* REQUIREMENT
Starting at the line with "the man's left", repeat every line exactly until the records end, including the last one.
= = =
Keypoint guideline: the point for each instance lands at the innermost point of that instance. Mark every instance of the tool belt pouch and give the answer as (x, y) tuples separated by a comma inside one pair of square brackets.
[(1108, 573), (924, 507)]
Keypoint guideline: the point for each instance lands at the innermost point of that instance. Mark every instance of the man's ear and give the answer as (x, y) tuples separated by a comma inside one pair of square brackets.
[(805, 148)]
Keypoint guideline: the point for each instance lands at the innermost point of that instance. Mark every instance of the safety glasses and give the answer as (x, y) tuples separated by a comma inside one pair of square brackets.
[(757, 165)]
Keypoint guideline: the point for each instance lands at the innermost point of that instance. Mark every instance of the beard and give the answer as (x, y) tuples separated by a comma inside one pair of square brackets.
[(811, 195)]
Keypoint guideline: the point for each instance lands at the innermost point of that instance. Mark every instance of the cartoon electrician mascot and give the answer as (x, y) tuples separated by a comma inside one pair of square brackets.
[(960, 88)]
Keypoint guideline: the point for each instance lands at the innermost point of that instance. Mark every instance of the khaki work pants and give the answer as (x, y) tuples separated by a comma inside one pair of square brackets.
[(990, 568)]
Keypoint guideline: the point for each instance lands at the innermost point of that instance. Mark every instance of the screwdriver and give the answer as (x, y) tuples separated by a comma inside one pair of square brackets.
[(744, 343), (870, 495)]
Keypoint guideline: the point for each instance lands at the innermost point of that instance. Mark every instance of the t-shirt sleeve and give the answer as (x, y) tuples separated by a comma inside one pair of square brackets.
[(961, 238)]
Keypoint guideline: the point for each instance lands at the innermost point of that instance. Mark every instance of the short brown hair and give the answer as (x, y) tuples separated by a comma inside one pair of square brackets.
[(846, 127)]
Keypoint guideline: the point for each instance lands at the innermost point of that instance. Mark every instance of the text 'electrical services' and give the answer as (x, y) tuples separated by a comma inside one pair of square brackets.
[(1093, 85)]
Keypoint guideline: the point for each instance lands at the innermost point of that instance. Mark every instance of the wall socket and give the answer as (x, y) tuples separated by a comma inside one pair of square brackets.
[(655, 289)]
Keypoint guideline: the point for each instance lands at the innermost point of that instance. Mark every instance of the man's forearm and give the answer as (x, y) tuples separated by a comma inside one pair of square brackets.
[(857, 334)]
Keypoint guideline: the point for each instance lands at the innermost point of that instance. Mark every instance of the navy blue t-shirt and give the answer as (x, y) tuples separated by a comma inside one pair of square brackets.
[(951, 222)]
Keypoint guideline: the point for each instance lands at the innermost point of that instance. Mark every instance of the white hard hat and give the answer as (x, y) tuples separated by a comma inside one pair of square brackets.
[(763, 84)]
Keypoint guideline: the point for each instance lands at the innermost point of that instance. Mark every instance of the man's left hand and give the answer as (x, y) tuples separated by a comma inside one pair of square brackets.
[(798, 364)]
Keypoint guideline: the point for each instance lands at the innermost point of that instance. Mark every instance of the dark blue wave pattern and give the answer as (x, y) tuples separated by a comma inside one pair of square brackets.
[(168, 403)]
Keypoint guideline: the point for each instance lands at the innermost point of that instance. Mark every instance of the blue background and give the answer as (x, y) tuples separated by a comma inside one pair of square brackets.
= = =
* RESPONSE BELOW
Keypoint guideline: the point for each instance lands at the innermost point of that instance. Mark every instance of the man's left hand and give the answer as (x, y) tuples separated by a comma inside one pair of square brackets.
[(798, 364)]
Keypoint guideline: the point for each instance lands at the innermost point of that instance. Mark every instance of the dark blue wave pattern and give the answer as (x, y) tuples separated by a comma inside one pair of square brackets.
[(168, 403)]
Keypoint guideline: the point for each instance lands at the innermost point of that instance. Mark every instance of the blue background and give the answer as (x, y) tuples separated by a comma inside one pair of square brackets.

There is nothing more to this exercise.